TASK TO CARRY OUT: Will you quote only the lines starting at the one that contains "bit. Keep to one point per instance." and ending with the last line of the listing below, inclusive?

•••••

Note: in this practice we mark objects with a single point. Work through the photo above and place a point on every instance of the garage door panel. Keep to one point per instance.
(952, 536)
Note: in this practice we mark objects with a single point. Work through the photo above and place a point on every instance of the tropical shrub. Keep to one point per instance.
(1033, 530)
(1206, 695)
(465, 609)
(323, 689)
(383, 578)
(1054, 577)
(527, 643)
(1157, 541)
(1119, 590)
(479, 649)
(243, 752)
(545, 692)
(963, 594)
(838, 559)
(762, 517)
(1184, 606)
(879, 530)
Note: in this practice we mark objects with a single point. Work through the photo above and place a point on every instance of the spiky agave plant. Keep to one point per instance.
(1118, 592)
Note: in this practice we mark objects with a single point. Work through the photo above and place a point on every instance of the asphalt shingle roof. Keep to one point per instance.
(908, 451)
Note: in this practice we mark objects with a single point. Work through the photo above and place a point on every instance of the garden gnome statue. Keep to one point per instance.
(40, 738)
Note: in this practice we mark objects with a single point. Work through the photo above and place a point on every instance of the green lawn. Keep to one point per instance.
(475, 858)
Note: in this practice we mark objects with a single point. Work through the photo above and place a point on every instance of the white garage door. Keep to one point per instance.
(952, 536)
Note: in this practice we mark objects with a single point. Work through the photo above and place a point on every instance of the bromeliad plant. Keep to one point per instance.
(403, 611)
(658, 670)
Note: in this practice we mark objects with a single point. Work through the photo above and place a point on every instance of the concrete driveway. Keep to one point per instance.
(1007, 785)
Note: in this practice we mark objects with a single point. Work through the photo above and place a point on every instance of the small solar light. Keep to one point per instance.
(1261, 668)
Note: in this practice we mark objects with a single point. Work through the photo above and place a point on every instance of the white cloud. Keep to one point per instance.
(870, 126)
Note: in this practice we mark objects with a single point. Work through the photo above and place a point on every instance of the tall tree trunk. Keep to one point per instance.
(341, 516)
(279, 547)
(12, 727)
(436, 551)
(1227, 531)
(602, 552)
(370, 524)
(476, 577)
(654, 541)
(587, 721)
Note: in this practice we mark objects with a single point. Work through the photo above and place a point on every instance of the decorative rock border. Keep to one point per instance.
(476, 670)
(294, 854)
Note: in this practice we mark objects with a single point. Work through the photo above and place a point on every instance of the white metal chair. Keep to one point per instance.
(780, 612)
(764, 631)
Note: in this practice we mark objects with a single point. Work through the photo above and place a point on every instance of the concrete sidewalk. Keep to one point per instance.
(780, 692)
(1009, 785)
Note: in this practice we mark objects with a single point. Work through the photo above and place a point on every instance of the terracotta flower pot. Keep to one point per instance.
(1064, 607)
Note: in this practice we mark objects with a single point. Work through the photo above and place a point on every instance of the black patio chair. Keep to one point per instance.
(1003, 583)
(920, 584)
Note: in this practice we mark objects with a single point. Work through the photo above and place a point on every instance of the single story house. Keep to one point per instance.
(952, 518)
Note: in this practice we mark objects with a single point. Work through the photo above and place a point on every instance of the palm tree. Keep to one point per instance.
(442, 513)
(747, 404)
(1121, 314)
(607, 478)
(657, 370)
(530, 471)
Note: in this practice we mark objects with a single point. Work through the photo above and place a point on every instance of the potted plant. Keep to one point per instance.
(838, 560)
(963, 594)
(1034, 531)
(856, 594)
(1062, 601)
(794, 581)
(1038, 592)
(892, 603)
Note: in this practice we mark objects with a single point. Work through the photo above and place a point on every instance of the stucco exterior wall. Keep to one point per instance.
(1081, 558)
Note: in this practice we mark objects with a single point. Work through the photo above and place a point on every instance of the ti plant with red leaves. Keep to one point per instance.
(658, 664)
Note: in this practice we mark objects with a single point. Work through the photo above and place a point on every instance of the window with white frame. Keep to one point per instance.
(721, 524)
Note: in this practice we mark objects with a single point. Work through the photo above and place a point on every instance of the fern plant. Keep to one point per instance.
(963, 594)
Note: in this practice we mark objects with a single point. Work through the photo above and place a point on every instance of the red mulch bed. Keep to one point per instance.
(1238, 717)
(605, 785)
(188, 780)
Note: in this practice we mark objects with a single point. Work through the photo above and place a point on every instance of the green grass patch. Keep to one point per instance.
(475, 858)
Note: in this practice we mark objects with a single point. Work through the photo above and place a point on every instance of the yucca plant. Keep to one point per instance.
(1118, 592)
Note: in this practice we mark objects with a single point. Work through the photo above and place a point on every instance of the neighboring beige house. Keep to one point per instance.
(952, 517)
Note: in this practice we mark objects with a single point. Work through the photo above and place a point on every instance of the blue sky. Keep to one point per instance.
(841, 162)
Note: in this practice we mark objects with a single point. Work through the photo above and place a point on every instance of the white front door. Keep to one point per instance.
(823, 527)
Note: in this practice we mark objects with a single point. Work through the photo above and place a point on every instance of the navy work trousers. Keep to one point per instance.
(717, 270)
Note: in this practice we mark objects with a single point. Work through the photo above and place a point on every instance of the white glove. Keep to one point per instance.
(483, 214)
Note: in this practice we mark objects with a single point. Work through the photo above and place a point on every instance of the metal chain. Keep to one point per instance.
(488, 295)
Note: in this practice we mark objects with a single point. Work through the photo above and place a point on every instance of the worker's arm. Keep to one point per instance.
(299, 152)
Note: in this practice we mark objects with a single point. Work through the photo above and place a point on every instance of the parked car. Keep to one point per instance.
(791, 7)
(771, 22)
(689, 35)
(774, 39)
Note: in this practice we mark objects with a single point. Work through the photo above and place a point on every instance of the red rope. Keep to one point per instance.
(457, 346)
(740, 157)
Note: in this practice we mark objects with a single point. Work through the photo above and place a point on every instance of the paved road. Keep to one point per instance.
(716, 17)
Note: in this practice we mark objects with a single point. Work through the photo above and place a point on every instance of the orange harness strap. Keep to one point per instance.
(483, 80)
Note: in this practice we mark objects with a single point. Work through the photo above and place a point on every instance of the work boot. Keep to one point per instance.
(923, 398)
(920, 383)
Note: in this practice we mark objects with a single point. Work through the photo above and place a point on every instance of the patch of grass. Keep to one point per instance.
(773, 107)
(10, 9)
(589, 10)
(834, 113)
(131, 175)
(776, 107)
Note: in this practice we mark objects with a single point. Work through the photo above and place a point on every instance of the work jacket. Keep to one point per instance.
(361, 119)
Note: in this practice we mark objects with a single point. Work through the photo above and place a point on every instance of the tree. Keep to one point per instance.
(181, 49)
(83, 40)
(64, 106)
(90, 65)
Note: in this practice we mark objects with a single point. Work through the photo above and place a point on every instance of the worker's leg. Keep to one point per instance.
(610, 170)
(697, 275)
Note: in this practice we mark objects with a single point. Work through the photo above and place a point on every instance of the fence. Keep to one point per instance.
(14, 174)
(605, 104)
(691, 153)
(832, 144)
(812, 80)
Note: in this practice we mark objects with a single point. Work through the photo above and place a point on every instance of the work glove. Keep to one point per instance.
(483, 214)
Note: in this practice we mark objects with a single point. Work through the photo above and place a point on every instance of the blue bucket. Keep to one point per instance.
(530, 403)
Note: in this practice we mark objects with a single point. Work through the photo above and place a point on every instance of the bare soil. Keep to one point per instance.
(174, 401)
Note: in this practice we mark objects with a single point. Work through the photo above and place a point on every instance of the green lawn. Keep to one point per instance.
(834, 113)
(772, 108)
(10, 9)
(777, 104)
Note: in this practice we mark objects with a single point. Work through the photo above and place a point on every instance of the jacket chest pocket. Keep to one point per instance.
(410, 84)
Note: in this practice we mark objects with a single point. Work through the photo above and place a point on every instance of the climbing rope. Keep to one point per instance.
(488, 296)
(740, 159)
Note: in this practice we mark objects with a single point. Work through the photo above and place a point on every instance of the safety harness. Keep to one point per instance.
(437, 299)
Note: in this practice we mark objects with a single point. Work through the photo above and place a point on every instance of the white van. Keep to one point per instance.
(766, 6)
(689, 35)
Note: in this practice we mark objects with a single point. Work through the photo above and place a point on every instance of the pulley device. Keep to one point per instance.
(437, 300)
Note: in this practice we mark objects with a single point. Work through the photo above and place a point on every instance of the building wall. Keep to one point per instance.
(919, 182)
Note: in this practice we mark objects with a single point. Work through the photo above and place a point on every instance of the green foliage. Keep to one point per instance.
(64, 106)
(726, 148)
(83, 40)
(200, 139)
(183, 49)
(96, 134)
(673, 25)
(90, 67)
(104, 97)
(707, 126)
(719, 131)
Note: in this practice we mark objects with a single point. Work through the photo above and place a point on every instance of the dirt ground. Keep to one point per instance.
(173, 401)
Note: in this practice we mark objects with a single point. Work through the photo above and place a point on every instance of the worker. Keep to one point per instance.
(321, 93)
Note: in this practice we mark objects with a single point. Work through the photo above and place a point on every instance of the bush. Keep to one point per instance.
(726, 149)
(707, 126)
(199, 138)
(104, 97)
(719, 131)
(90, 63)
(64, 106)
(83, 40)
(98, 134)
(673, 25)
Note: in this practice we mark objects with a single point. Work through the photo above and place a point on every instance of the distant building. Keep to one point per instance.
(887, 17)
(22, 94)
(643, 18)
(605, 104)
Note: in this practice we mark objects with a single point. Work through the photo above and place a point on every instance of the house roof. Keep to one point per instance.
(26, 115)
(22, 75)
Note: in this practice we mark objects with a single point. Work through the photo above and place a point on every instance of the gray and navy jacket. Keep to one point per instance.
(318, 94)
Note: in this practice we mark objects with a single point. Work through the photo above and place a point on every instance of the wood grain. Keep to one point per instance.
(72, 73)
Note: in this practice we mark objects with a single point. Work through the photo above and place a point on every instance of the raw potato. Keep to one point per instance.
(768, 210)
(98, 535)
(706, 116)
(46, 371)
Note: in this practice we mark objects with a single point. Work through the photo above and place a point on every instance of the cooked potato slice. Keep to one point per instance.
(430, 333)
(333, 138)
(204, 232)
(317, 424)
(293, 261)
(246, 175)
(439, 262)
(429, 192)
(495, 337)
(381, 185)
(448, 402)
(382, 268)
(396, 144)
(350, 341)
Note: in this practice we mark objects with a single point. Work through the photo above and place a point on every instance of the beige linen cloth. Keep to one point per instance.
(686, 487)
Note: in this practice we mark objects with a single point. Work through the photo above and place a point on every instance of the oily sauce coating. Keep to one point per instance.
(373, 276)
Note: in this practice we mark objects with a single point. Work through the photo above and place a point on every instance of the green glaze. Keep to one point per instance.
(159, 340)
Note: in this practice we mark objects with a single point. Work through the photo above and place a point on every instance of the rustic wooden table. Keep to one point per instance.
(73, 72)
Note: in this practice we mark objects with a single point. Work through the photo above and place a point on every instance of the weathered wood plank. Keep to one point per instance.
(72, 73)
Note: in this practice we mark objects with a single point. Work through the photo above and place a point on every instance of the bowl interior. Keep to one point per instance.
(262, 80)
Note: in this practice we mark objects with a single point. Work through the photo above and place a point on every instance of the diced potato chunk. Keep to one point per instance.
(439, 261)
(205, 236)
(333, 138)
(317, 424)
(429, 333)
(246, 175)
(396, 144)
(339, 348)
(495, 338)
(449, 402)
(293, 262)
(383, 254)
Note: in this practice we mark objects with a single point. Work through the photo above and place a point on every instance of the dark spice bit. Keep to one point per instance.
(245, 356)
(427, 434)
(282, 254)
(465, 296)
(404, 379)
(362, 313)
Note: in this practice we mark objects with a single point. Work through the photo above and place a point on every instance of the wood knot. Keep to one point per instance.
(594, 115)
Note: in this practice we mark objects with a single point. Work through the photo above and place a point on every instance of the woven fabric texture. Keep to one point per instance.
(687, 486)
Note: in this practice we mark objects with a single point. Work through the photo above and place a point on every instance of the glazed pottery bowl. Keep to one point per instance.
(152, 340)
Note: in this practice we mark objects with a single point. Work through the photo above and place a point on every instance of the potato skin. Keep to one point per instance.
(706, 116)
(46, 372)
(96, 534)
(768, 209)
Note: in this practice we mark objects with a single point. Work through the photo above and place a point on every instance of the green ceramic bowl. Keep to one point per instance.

•••••

EXERCISE OUTPUT:
Note: in this practice we mark objects with a single point. Work through the photo above and place a point on every instance of the dark spice bit. Keep to one point per instance.
(245, 356)
(427, 434)
(282, 254)
(465, 296)
(404, 379)
(362, 313)
Note: in this practice we mark objects with a single point. Work through the photo above and place a point on every instance of the wood knot. Keep to one point per instance.
(594, 115)
Note: in this practice we mark objects with a single point. Work through the photo above and place a point on every instance of the woven fabric texture. Keep to one point per instance.
(687, 486)
Note: in this practice we mark objects with a single point. Work through the photo above and place a point on every instance of the glazed pottery bowl. Keep to one point per instance.
(152, 340)
Note: in this practice we mark objects with a single point. Work through the photo above and place a point on every instance of the potato skin. Keep to one point per instance.
(706, 116)
(46, 372)
(96, 534)
(768, 209)
Note: in this practice we mark objects with a single point. Work through the photo above and place a point on every instance of the green ceramic bowl. Keep to one point per instance.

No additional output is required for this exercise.